== What to work on ==
1. Answer these questions using the text on VAT cash accounting, with one answer per line marked like its question:
(a) From what date do the new tax rules apply?
(b) What is the turnover limit for the 2013/2014 tax year?
(c) What two things must a business produce before HMRC will let it back into the scheme?
2. In the text on VAT cash accounting, write out the part that opens with the words "What can you" and closes with "get paid for.", replacing "scheme" with "arrangement".

== Text ==
#####

VAT Cash Accounting for Small Businesses:
From 1 April 2013, new tax rules allow small businesses with an annual turnover of between £77,000 to £154,000 to register for VAT cash accounting. Joining the Cash Accounting Scheme (CAS) makes it a lot easier for small businesses to work out the amount of VAT payable on earnings they have received, but what happens when cash accounting for your small business comes to an end?
CAS permits small businesses to improve cash flow by allowing them to defer VAT on invoices that have not been settled including trading expenses, acquisition of plant and machinery and some interest charges together with funds you have received from sales since submitting your self assessment tax return form. On the flip side you can´t claim VAT for goods you have acquired, but have not paid for.
What can you do if you exceed the CAS threshold?
A small business has the option to stay in the scheme until annual turnover exceeds the limit – which for the 2013/2014 tax year is £154,000. At this point you must leave the scheme. The problem for some small businesses is that this will mean you have to pay more in taxes for outstanding invoices that you may not even get paid for.
There are however exceptional circumstances which you can apply to lower the limits and either reduce the amount of income tax payable or re-qualify for the CAS. For example, if you sold equipment that ultimately boosted revenue you would not have ordinarily received you might be able to reclaim VAT within CAS providing you can show the taxman that the following year´s turnover will be less than £154,000.
Before HMRC will let you back into the scheme you must produce thorough records of all sales and purchases for the current tax year and a detailed forecast for the following year demonstrating why turnover will not exceed the following years limit. In most cases HMRC will let you back into the scheme.

#####

== Record set ==
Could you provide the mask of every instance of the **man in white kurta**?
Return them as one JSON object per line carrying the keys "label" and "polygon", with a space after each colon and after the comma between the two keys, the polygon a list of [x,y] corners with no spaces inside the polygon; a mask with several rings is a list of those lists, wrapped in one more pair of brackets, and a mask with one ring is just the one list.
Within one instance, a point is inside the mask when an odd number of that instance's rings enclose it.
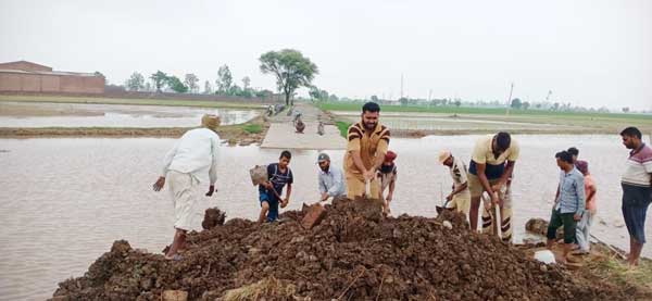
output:
{"label": "man in white kurta", "polygon": [[206,197],[215,191],[220,149],[220,136],[215,129],[220,125],[220,118],[204,115],[201,123],[201,128],[186,131],[167,152],[161,177],[153,186],[154,191],[160,191],[167,181],[174,202],[176,233],[165,254],[168,260],[179,259],[177,251],[184,249],[186,233],[196,224],[196,208],[202,193],[199,185],[209,183]]}

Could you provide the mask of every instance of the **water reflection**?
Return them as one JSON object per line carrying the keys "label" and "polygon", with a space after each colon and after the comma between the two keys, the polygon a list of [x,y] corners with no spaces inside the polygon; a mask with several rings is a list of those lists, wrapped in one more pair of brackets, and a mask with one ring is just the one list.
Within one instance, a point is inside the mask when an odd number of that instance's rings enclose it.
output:
{"label": "water reflection", "polygon": [[[393,139],[399,179],[392,213],[435,216],[440,187],[451,185],[437,153],[449,149],[468,161],[477,136],[431,136]],[[516,238],[529,217],[549,217],[559,168],[554,153],[575,146],[590,162],[598,185],[598,220],[593,234],[627,246],[622,227],[619,176],[627,158],[617,136],[516,136],[522,156],[514,180]],[[166,191],[151,191],[164,153],[173,139],[27,139],[0,140],[0,299],[45,299],[57,281],[80,276],[108,251],[113,240],[127,239],[152,252],[170,242],[172,204]],[[329,151],[341,165],[343,151]],[[259,202],[248,170],[278,160],[278,150],[224,147],[217,195],[201,206],[218,205],[229,217],[255,218]],[[289,209],[313,202],[317,151],[293,151],[294,187]],[[208,188],[208,187],[206,187]],[[447,191],[443,191],[446,195]],[[201,214],[201,213],[198,213]],[[602,221],[604,224],[602,224]],[[199,222],[199,221],[198,221]],[[199,225],[196,225],[199,228]],[[652,228],[647,225],[648,238]],[[627,249],[627,248],[625,248]],[[652,255],[647,248],[644,255]]]}
{"label": "water reflection", "polygon": [[191,127],[205,114],[223,125],[246,123],[256,110],[214,108],[0,102],[1,127]]}

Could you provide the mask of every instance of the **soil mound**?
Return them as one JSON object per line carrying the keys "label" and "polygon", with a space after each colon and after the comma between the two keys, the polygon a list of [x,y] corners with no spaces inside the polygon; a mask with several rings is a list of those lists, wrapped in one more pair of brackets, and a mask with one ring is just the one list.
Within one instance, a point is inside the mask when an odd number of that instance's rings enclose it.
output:
{"label": "soil mound", "polygon": [[472,233],[456,213],[384,218],[375,204],[335,200],[311,230],[301,226],[301,211],[264,225],[234,218],[191,233],[177,262],[115,241],[54,297],[160,300],[165,290],[183,290],[189,300],[631,299],[619,287]]}

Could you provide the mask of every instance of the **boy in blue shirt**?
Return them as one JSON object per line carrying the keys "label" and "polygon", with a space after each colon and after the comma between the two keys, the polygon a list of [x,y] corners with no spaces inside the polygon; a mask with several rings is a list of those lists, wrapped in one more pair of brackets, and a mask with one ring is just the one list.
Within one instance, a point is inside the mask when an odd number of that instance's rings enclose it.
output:
{"label": "boy in blue shirt", "polygon": [[[259,200],[261,202],[261,214],[259,223],[274,222],[278,220],[278,204],[285,208],[290,202],[290,193],[292,192],[293,176],[292,171],[288,166],[292,154],[285,150],[280,153],[278,163],[267,165],[267,180],[259,185]],[[285,199],[280,199],[283,188],[288,186]]]}

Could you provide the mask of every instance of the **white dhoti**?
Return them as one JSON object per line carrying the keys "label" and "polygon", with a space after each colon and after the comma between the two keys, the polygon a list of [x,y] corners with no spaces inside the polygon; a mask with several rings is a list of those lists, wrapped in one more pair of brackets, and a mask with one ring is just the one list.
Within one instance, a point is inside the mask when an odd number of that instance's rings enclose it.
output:
{"label": "white dhoti", "polygon": [[166,181],[174,204],[174,227],[181,230],[192,229],[197,218],[199,196],[201,196],[199,180],[191,174],[170,171]]}

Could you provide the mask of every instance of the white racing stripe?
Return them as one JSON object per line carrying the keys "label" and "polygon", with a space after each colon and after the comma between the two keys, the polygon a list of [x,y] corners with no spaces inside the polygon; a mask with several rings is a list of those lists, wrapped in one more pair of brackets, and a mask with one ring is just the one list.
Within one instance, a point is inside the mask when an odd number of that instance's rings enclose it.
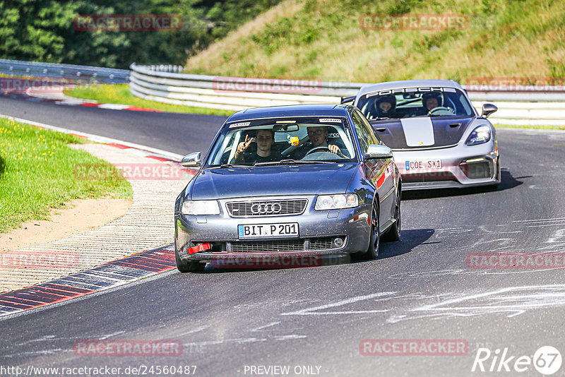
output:
{"label": "white racing stripe", "polygon": [[434,144],[434,126],[429,117],[402,119],[400,123],[408,146],[421,147]]}

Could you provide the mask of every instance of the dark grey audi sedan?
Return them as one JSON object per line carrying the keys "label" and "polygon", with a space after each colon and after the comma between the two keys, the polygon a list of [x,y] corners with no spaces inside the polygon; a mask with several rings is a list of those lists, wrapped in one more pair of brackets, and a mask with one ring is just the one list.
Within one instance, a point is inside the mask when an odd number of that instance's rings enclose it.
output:
{"label": "dark grey audi sedan", "polygon": [[238,112],[203,159],[192,153],[182,164],[198,171],[175,203],[181,272],[225,261],[283,267],[304,256],[372,259],[381,236],[400,237],[398,169],[357,107]]}

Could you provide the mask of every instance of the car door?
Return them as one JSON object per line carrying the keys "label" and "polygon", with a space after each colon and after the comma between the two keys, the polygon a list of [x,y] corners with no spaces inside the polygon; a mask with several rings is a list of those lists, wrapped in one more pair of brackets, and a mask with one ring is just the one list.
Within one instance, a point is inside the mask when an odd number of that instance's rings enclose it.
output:
{"label": "car door", "polygon": [[[372,131],[371,125],[358,109],[352,112],[351,116],[357,134],[361,150],[366,153],[371,144],[380,144],[380,141]],[[394,216],[395,170],[392,158],[379,158],[365,162],[367,178],[376,188],[380,203],[379,221],[381,229]]]}

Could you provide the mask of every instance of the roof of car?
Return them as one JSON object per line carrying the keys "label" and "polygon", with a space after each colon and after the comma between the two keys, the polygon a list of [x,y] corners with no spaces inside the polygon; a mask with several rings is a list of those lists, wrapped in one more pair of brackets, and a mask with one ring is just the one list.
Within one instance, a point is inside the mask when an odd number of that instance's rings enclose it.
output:
{"label": "roof of car", "polygon": [[369,84],[359,89],[357,95],[362,95],[371,92],[386,90],[387,89],[398,89],[400,88],[456,88],[463,90],[458,83],[453,80],[404,80],[403,81],[388,81],[378,84]]}
{"label": "roof of car", "polygon": [[277,118],[292,116],[346,116],[347,104],[292,104],[271,106],[269,107],[254,107],[242,110],[232,114],[227,121],[237,121],[261,118]]}

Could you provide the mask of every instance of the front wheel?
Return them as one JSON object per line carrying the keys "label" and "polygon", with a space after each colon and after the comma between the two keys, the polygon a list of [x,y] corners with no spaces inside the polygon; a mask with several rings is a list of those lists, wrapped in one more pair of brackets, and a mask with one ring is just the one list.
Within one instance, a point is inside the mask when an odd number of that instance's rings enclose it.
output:
{"label": "front wheel", "polygon": [[198,261],[183,261],[179,256],[179,253],[174,251],[174,261],[177,262],[177,269],[181,273],[200,273],[204,270],[206,263]]}

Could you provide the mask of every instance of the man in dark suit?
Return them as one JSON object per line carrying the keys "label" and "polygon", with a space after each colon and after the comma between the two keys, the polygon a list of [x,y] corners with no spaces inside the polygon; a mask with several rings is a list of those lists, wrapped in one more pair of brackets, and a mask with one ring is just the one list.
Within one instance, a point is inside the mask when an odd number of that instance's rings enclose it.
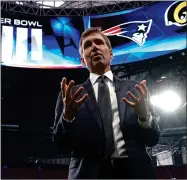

#####

== The solutions ==
1.
(a) 1 April 2013
(b) £154,000
(c) Thorough records of all sales and purchases for the current tax year, and a detailed forecast for the following year showing why turnover will not exceed the following year's limit.

2.
What can you do if you exceed the CAS threshold?
A small business has the option to stay in the arrangement until annual turnover exceeds the limit – which for the 2013/2014 tax year is £154,000. At this point you must leave the arrangement. The problem for some small businesses is that this will mean you have to pay more in taxes for outstanding invoices that you may not even get paid for.